### EXERCISE DETAILS
Take the entries below and retype them word for word, excluding the images.
►
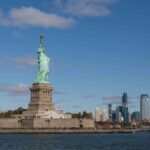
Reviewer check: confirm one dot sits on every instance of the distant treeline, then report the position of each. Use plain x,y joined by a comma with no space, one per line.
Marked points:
19,110
82,115
8,113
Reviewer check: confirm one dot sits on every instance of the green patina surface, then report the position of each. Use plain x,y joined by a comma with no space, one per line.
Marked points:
43,65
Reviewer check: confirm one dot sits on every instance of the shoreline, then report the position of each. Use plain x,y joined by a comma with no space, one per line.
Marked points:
64,131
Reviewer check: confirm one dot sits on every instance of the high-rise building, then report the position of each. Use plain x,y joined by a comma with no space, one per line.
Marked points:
104,116
97,114
136,116
145,107
119,117
110,111
113,115
125,107
125,100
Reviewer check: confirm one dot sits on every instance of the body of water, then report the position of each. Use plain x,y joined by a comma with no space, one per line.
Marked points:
◄
### ANSWER FOR THE TASK
Reviewer check: confirm one dot sits on every instance of the distant treeline, then report the position of each. Use plain x,y joined by a comma with no space, one per line.
Marked points:
19,110
82,115
8,113
Reviewer check: confirm one dot sits on every instance of the green patina surface, then report the position of each. Use plain x,y joined by a comma with no space, one per line.
Marked points:
43,65
Reviewer check: confirm one dot sits on every instance of the shoreline, then report the position of each. Use plain x,y joined by a comma with no space, one per line.
Marked points:
64,131
Reviewer check: confirm one dot sits on every instance of the high-rise building, then report the position of each. Use plain x,y joined by a comma with no space, one per line.
Marked points:
104,116
97,114
136,116
145,107
119,117
110,111
113,115
125,107
125,100
Reviewer check: confirm one dot sits on every instance of the body of water, then report the position of each. Use plain x,y joined by a comma with no space, one per line.
Marked points:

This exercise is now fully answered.